▸ **The data**:
────────────────────────────────────────
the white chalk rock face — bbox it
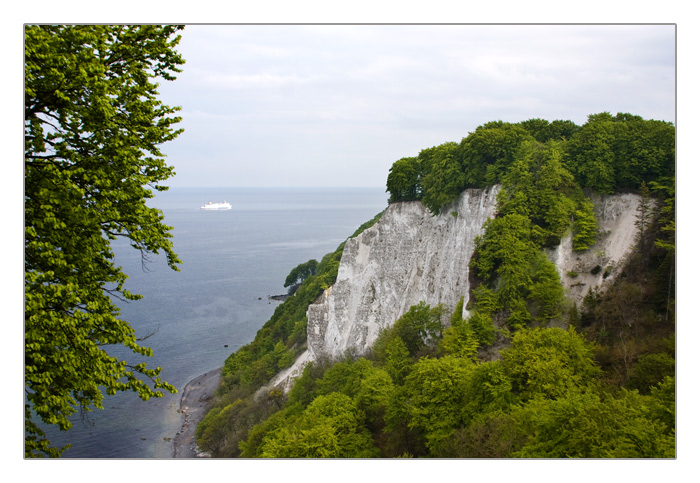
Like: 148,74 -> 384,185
547,192 -> 644,304
306,186 -> 500,360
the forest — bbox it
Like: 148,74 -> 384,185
195,112 -> 675,458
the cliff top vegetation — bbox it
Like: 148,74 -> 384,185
196,112 -> 675,458
387,113 -> 674,214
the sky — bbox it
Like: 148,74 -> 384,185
155,24 -> 676,188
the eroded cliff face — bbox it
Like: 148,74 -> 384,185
307,186 -> 501,360
269,187 -> 500,391
546,192 -> 644,305
268,188 -> 642,392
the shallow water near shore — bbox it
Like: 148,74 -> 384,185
39,186 -> 387,458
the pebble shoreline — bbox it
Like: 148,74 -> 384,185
172,368 -> 222,458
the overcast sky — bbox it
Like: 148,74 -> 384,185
155,24 -> 675,188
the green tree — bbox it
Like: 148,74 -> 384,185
519,118 -> 580,143
371,303 -> 444,362
611,114 -> 675,189
24,25 -> 184,457
499,139 -> 577,245
392,302 -> 445,356
419,142 -> 465,215
382,336 -> 412,384
511,389 -> 675,458
528,252 -> 565,323
466,311 -> 497,347
440,321 -> 480,360
648,376 -> 675,432
400,356 -> 474,455
458,121 -> 533,188
635,181 -> 654,257
472,214 -> 538,285
354,366 -> 394,430
649,177 -> 675,321
649,177 -> 676,253
565,112 -> 674,193
259,392 -> 379,457
441,411 -> 524,458
500,327 -> 601,401
471,284 -> 500,315
572,198 -> 598,251
386,156 -> 422,203
284,259 -> 319,294
472,213 -> 541,325
237,404 -> 298,457
314,358 -> 375,400
626,353 -> 675,394
461,361 -> 514,419
564,113 -> 617,193
438,300 -> 479,359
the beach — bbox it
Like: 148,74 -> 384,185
172,368 -> 222,458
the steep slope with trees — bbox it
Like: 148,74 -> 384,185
197,113 -> 675,458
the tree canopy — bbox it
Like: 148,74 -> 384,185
563,112 -> 675,193
24,25 -> 185,457
284,259 -> 319,294
385,114 -> 675,215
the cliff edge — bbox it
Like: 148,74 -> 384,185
268,187 -> 642,392
269,187 -> 499,391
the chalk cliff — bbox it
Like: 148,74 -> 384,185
546,192 -> 644,305
307,186 -> 500,359
269,187 -> 499,391
268,188 -> 642,392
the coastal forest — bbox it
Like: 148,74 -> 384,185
195,113 -> 676,458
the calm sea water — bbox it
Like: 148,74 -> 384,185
40,187 -> 388,458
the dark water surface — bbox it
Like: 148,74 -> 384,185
41,187 -> 387,458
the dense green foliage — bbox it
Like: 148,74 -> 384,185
198,112 -> 674,458
374,302 -> 444,359
284,259 -> 319,294
24,25 -> 185,457
386,114 -> 675,215
234,322 -> 673,458
211,226 -> 676,459
386,156 -> 422,203
255,392 -> 380,458
564,112 -> 675,194
519,118 -> 581,143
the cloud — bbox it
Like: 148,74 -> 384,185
202,72 -> 326,89
157,24 -> 675,188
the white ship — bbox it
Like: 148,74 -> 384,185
200,201 -> 232,210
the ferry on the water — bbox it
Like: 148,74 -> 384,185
200,201 -> 232,210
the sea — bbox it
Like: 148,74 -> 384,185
38,186 -> 388,458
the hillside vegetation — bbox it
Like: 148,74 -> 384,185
196,112 -> 675,458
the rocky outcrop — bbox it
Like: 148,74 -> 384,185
267,188 -> 643,393
547,192 -> 644,305
307,186 -> 500,360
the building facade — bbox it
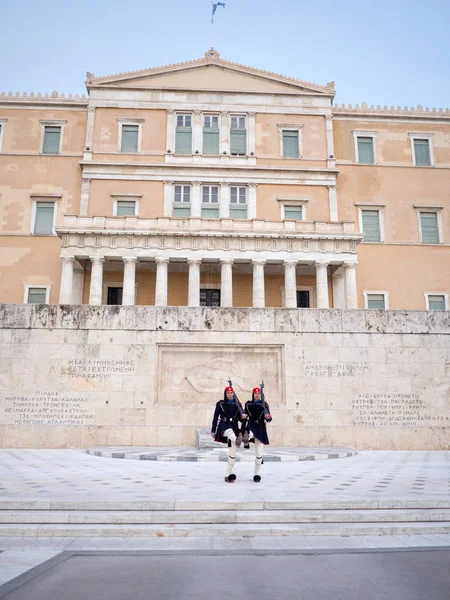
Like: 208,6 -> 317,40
1,49 -> 449,311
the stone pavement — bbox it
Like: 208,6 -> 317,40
0,449 -> 450,593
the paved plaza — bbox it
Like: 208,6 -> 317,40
0,448 -> 450,595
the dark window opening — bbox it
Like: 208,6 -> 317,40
107,287 -> 123,305
296,290 -> 310,308
200,289 -> 221,307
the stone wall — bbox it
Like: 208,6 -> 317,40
0,304 -> 449,450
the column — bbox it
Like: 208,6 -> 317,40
284,260 -> 297,308
344,262 -> 358,309
315,261 -> 329,308
252,260 -> 266,308
59,256 -> 75,304
193,111 -> 203,154
220,111 -> 230,155
332,271 -> 345,309
247,183 -> 257,219
84,106 -> 96,153
166,110 -> 175,152
188,259 -> 201,307
89,257 -> 104,305
219,182 -> 230,218
163,181 -> 173,217
155,257 -> 169,307
122,257 -> 137,306
328,185 -> 338,221
80,178 -> 91,216
248,112 -> 256,155
325,115 -> 335,160
191,181 -> 201,218
221,259 -> 233,307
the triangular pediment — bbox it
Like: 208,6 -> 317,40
86,49 -> 334,97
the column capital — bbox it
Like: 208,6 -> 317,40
221,111 -> 229,117
123,256 -> 138,264
315,260 -> 329,267
248,183 -> 258,189
221,258 -> 234,265
284,260 -> 298,267
60,255 -> 75,263
167,109 -> 175,115
252,259 -> 266,266
164,180 -> 174,186
90,256 -> 105,264
220,181 -> 230,188
191,180 -> 201,187
187,258 -> 202,265
343,261 -> 358,268
248,112 -> 256,118
194,110 -> 202,116
155,256 -> 170,265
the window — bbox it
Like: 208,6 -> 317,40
32,201 -> 56,235
175,114 -> 192,155
409,134 -> 434,166
230,186 -> 247,219
42,125 -> 62,154
107,287 -> 123,305
297,290 -> 310,308
230,115 -> 246,155
283,205 -> 303,220
120,125 -> 139,153
364,292 -> 388,310
419,212 -> 440,244
282,130 -> 299,158
173,185 -> 191,218
0,119 -> 6,152
200,289 -> 221,307
203,115 -> 219,155
361,209 -> 381,242
25,286 -> 50,304
357,137 -> 374,164
425,294 -> 447,311
202,185 -> 219,218
353,131 -> 376,164
116,200 -> 137,216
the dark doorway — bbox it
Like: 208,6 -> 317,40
200,289 -> 221,307
107,287 -> 123,305
296,290 -> 310,308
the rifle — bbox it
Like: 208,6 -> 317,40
260,380 -> 269,418
227,377 -> 244,418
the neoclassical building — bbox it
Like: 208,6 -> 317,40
1,49 -> 449,312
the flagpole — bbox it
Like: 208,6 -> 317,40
210,0 -> 214,49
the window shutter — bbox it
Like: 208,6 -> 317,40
27,288 -> 47,304
284,206 -> 302,220
116,201 -> 136,216
428,295 -> 445,310
420,212 -> 439,243
121,125 -> 139,153
230,129 -> 246,155
361,210 -> 381,242
34,202 -> 55,234
42,126 -> 61,154
414,139 -> 431,166
175,127 -> 192,154
230,205 -> 248,219
367,294 -> 385,309
282,131 -> 299,158
202,206 -> 219,219
357,137 -> 374,164
173,206 -> 191,218
203,128 -> 219,155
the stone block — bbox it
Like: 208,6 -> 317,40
77,306 -> 105,330
365,310 -> 388,333
386,311 -> 409,333
274,309 -> 299,332
428,311 -> 450,334
177,307 -> 205,331
81,426 -> 107,447
300,310 -> 320,332
342,309 -> 367,333
157,426 -> 182,446
3,426 -> 34,448
119,408 -> 146,426
30,304 -> 58,329
105,426 -> 133,445
156,307 -> 179,331
33,425 -> 83,449
249,309 -> 275,332
404,311 -> 430,334
2,304 -> 32,329
318,309 -> 342,333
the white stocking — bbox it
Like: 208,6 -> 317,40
225,429 -> 237,477
254,439 -> 264,477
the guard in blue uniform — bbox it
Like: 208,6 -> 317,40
211,386 -> 246,482
243,387 -> 272,482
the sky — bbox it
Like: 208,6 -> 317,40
2,0 -> 449,109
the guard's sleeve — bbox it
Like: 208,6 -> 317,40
264,401 -> 272,422
211,402 -> 220,433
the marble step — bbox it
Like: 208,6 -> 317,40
0,521 -> 450,538
1,509 -> 450,525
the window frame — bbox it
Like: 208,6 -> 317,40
352,130 -> 377,164
230,114 -> 247,156
40,120 -> 66,155
278,125 -> 303,159
113,199 -> 139,217
173,184 -> 192,217
30,198 -> 59,235
203,113 -> 220,156
277,197 -> 308,221
408,133 -> 434,167
0,119 -> 6,152
118,119 -> 144,154
424,293 -> 448,311
357,204 -> 385,243
24,285 -> 51,304
415,206 -> 443,244
363,291 -> 389,310
175,112 -> 193,155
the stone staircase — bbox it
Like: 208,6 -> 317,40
1,500 -> 450,538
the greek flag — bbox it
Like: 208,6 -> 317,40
211,2 -> 225,23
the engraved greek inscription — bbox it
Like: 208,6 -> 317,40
4,391 -> 94,426
305,363 -> 369,377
────────────────────────────────────────
▸ **Assignment**: Filter the records for the word "greek" and show every line that has it.

▸ **Result for this exercise**:
the greek flag — bbox it
the engraved greek inscription — bbox it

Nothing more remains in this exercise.